*What the exercise asks:* Copy the records below from the line with "for dark shadow" up to and including the line with "left=54, top=137, right=72, bottom=171", replacing "bounding boxes" with "rectangles" and leaving everything else unchanged. Return only those lines.

*Extracted data:*

— start —

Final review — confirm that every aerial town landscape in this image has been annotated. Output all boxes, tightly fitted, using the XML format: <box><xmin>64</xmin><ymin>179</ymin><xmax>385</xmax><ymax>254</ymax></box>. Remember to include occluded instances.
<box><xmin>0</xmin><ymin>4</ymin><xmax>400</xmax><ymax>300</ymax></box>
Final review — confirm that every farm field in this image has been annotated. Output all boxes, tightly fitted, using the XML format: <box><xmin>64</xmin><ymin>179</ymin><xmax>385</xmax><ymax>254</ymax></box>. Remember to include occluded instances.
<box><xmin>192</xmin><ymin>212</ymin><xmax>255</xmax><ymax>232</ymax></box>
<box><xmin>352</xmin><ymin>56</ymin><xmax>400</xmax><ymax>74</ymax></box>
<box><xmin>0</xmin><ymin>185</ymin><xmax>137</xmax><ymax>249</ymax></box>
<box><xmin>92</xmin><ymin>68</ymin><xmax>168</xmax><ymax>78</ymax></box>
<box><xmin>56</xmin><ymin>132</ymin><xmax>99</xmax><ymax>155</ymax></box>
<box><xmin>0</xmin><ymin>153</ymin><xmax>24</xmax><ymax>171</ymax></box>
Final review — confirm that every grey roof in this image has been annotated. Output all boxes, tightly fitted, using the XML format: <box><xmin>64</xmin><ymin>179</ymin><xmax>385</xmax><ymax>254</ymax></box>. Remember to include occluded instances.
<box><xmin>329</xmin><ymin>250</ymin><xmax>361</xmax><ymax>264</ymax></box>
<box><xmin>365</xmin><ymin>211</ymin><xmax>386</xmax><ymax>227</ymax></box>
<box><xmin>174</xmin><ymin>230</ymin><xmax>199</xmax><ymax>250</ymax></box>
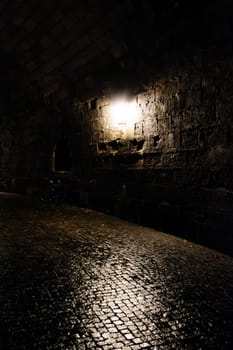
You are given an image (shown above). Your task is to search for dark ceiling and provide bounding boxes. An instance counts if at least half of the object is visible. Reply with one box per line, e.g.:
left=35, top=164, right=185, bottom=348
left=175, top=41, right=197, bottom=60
left=0, top=0, right=232, bottom=98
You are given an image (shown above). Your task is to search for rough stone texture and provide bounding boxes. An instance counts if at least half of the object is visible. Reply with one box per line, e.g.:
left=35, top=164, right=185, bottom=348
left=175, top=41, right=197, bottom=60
left=73, top=53, right=233, bottom=252
left=0, top=195, right=233, bottom=350
left=0, top=0, right=233, bottom=251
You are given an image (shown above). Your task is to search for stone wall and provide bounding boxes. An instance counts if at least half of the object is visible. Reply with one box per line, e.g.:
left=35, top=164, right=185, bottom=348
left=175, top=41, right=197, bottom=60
left=73, top=55, right=233, bottom=251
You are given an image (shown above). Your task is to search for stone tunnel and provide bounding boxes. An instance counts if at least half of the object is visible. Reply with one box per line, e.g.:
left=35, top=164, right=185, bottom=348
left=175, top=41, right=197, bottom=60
left=0, top=0, right=233, bottom=350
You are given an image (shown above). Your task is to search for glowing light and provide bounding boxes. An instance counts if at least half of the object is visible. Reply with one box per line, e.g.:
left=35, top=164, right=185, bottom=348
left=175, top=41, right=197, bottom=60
left=110, top=100, right=137, bottom=136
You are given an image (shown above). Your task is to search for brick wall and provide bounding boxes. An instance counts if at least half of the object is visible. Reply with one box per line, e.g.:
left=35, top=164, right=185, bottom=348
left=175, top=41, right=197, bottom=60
left=73, top=55, right=233, bottom=251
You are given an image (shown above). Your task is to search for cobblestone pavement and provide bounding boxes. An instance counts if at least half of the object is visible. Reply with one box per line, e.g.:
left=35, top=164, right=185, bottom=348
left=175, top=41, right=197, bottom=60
left=0, top=198, right=233, bottom=350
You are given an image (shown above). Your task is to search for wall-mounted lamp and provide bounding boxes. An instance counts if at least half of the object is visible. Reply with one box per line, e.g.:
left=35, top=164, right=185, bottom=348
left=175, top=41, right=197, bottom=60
left=110, top=99, right=138, bottom=137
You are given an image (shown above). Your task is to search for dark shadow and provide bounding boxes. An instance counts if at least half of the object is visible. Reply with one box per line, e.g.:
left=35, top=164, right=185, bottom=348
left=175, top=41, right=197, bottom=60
left=54, top=137, right=72, bottom=171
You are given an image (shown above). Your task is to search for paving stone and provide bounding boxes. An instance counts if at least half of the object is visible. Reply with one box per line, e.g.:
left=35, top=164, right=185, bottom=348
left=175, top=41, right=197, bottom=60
left=0, top=204, right=233, bottom=350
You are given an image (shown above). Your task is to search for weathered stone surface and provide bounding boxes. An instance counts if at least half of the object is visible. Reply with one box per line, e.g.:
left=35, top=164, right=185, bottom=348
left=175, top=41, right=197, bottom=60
left=0, top=196, right=233, bottom=350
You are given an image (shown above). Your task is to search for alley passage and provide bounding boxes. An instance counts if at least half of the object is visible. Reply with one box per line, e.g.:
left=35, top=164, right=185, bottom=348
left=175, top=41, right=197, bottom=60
left=0, top=197, right=233, bottom=350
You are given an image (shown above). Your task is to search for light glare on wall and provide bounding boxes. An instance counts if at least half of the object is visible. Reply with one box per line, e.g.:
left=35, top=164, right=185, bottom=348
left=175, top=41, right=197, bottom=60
left=110, top=100, right=137, bottom=136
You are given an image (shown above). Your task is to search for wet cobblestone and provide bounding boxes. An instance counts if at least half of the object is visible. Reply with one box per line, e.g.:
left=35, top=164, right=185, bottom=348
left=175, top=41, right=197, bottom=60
left=0, top=200, right=233, bottom=350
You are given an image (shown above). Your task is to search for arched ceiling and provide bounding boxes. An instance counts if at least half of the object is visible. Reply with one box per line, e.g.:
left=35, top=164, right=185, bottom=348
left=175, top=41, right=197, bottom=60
left=0, top=0, right=232, bottom=98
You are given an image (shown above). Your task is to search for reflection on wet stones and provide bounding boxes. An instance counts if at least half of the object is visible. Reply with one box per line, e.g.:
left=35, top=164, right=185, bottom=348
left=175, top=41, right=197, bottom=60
left=0, top=201, right=233, bottom=350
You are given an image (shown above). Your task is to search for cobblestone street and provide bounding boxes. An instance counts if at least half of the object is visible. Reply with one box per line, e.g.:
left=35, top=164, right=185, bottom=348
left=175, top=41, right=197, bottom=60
left=0, top=196, right=233, bottom=350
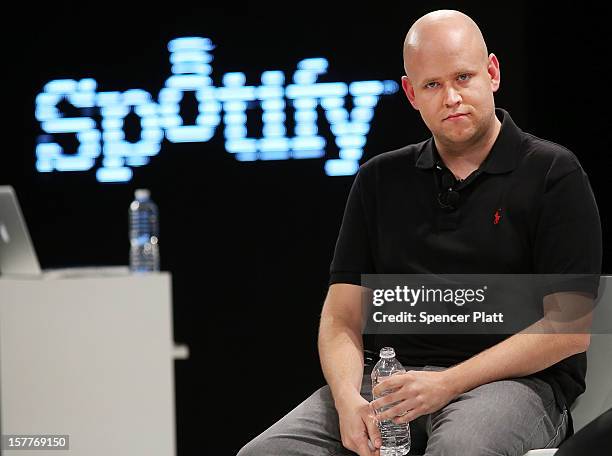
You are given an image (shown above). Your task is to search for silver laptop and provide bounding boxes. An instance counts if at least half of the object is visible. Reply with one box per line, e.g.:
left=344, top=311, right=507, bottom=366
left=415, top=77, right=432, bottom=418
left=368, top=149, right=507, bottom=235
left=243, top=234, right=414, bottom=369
left=0, top=186, right=41, bottom=276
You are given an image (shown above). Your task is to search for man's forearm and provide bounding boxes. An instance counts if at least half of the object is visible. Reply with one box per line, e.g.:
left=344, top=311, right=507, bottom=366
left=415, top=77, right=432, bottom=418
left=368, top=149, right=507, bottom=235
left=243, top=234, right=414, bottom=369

— end —

*Result for this task:*
You are given an image (shown above). Your task is to search for dark shadow and provide rectangles. An instance counts if at least half of the object is visible. Reply with one box per line, e.g.:
left=35, top=164, right=185, bottom=348
left=175, top=41, right=197, bottom=60
left=54, top=137, right=72, bottom=171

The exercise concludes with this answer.